=== Selected passage ===
┄┄┄┄┄┄┄┄┄┄┄┄┄┄┄┄┄┄┄┄

I also noticed strange values for memory in the output when not using "-v", sometimes it displayed huge numbers which I knew were incorrect and in debug mode it was at least consistent but seemed to display memory figures ~10MB less than I was seeing using
pmap -x PID | tail -1
.Normal mode (not using -v)
Oct 16 15:36:34 command monit[16867]: 'meryl' total mem amount of 1.1 GB matches resource limit [total mem amount>47.0 MB] Oct 16 15:37:37 command monit[16867]: 'meryl' total mem amount of 272.0 MB matches resource limit [total mem amount>47.0 MB] Oct 16 15:38:39 command monit[16867]: 'meryl' total mem amount of 916.6 MB matches resource limit [total mem amount>47.0 MB] Oct 16 15:39:42 command monit[16867]: 'meryl' total mem amount of 54.3 MB matches resource limit [total mem amount>47.0 MB] Oct 16 15:40:44 command monit[16867]: 'meryl' total mem amount of 108.1 MB matches resource limit [total mem amount>47.0 MB]
Debug mode (using -v)
Oct 16 16:25:37 command monit[13428]: 'meryl' total mem amount of 39.1 MB matches resource limit [total mem amount>37.0 MB] Oct 16 16:26:40 command monit[13428]: 'meryl' total mem amount of 39.1 MB matches resource limit [total mem amount>37.0 MB] Oct 16 16:27:42 command monit[13428]: 'meryl' total mem amount of 39.1 MB matches resource limit [total mem amount>37.0 MB] Oct 16 16:28:45 command monit[13428]: 'meryl' total mem amount of 39.1 MB matches resource limit [total mem amount>37.0 MB] Oct 16 16:29:48 command monit[13428]: 'meryl' total mem amount of 39.1 MB matches resource limit [total mem amount>37.0 MB]
Normal operation using pmap was between 47MB and 200 MB....so not sure how you get your memory figures in this 5.10_devel version. Do you want me to raise an issue ?
cheers
PS I did try it again with my 5.9 version with the -v option and that still failed to reset counter.

┄┄┄┄┄┄┄┄┄┄┄┄┄┄┄┄┄┄┄┄

=== Source data ===

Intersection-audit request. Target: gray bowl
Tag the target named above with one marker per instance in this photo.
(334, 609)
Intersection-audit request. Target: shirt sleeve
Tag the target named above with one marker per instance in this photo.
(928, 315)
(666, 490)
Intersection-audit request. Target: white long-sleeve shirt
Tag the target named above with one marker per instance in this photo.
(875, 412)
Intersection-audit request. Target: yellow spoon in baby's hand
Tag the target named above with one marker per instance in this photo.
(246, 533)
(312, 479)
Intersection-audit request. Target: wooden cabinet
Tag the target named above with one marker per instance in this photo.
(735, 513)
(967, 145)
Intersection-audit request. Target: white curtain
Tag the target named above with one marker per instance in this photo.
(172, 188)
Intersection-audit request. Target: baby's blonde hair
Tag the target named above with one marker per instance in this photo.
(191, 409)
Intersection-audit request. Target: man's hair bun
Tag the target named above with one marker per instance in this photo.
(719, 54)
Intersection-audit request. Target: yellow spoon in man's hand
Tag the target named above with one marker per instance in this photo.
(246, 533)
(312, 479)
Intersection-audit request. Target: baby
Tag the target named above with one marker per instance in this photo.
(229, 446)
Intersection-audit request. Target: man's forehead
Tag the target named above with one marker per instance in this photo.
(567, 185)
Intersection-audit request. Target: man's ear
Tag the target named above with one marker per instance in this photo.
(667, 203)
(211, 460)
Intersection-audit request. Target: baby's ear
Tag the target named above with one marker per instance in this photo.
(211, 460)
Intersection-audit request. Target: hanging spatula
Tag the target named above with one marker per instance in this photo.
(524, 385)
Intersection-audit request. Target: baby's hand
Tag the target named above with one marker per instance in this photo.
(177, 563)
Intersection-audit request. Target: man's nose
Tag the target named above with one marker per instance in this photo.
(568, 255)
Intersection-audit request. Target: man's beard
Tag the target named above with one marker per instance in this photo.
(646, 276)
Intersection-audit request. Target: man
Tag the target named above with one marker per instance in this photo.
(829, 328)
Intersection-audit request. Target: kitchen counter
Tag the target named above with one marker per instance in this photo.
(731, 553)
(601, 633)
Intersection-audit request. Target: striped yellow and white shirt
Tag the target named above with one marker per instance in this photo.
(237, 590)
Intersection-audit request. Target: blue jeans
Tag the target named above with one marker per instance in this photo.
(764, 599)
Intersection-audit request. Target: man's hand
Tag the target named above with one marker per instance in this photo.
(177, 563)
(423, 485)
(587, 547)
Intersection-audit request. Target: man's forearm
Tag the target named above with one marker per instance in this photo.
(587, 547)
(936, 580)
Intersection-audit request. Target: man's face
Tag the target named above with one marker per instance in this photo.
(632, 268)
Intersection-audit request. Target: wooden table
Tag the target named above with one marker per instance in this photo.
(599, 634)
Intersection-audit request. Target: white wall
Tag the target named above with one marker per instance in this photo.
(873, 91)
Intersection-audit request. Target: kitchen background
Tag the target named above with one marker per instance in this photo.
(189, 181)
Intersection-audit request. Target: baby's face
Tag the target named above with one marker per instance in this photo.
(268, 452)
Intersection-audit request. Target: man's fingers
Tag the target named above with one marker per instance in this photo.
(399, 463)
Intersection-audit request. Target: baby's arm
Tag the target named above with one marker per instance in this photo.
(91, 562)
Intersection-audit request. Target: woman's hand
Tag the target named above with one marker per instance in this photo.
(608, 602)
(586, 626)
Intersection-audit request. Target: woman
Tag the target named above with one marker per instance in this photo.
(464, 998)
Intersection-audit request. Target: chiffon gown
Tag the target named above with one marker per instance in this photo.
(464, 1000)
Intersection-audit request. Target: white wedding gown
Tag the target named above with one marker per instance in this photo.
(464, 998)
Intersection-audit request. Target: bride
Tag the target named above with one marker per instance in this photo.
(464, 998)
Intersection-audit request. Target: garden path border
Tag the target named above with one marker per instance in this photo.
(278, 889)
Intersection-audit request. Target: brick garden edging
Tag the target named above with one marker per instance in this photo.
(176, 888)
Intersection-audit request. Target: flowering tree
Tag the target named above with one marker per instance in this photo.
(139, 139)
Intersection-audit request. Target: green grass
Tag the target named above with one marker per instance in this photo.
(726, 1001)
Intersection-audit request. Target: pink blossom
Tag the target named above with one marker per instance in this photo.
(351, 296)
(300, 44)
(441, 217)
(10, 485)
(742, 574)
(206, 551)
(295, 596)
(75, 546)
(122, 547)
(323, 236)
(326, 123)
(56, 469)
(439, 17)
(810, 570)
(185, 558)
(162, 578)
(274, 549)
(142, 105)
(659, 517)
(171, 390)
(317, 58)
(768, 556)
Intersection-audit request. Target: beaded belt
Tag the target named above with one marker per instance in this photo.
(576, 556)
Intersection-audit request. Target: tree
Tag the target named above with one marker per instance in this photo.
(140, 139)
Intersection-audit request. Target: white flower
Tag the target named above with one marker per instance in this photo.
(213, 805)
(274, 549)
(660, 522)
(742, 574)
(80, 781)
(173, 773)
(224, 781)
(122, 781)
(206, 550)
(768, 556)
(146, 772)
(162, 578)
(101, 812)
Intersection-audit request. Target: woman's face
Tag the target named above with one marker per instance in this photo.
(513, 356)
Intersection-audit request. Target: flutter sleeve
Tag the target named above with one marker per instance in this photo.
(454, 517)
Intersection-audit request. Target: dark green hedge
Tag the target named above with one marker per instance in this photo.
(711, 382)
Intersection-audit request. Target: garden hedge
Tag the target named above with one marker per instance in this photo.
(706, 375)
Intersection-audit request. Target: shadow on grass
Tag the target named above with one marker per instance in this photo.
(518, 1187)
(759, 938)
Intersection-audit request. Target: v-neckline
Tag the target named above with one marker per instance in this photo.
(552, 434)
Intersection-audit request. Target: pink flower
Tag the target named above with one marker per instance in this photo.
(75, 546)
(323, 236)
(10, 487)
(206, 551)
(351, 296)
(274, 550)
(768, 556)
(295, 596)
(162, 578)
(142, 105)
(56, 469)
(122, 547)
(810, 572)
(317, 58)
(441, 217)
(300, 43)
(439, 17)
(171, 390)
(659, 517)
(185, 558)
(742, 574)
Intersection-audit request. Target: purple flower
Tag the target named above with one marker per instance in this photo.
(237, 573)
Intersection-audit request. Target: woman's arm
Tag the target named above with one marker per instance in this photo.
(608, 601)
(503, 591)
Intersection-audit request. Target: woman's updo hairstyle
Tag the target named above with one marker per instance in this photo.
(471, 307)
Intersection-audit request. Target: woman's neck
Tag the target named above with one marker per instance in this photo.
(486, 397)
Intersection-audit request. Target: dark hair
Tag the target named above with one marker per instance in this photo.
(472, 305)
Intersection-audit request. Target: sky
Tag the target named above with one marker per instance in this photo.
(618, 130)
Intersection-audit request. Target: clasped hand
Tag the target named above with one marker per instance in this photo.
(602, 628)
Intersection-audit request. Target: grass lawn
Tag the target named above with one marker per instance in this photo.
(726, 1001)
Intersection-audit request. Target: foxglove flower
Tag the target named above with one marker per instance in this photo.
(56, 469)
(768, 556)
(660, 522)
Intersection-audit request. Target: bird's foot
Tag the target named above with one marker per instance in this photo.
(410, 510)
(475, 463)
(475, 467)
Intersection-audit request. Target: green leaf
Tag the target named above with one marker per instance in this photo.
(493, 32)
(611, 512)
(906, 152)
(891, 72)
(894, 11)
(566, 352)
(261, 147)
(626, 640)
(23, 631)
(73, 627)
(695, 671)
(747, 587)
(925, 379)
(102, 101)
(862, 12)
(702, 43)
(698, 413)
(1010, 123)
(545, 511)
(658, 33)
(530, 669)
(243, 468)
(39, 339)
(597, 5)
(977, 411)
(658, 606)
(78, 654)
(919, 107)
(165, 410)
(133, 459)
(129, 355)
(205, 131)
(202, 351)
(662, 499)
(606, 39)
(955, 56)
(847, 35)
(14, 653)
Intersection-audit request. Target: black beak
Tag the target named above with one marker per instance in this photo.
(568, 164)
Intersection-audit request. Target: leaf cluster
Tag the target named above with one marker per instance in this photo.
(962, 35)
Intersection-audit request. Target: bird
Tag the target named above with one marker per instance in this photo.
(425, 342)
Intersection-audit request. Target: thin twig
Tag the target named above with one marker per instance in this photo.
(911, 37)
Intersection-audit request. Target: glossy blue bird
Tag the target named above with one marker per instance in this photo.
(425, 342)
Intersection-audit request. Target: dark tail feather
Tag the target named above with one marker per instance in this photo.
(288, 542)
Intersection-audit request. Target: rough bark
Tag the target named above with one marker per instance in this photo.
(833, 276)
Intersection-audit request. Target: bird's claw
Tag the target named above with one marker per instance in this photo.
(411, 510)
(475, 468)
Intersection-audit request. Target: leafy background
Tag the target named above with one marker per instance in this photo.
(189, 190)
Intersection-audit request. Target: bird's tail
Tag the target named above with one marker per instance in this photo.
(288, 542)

┄┄┄┄┄┄┄┄┄┄┄┄┄┄┄┄┄┄┄┄

=== Exercise requirements ===
A - In the forum post about monit memory readings, what memory range did pmap show during normal operation?
B - Return, word for word, the part of the records that opens with the line containing "Intersection-audit request. Target: glossy" and closes with the last line of the records.

=== The replies ===
A - Between 47 MB and 200 MB.

B -
Intersection-audit request. Target: glossy blue bird
Tag the target named above with one marker per instance in this photo.
(425, 342)
Intersection-audit request. Target: dark tail feather
Tag the target named above with one marker per instance in this photo.
(288, 542)
Intersection-audit request. Target: rough bark
Tag the target named above with one marker per instance in this photo.
(833, 276)
Intersection-audit request. Target: bird's claw
Tag the target named above with one marker per instance in this photo.
(411, 510)
(475, 468)
Intersection-audit request. Target: leafy background
Tag the target named above with one marker per instance in this photo.
(189, 190)
Intersection-audit request. Target: bird's tail
Tag the target named above with one marker per instance in this photo.
(288, 542)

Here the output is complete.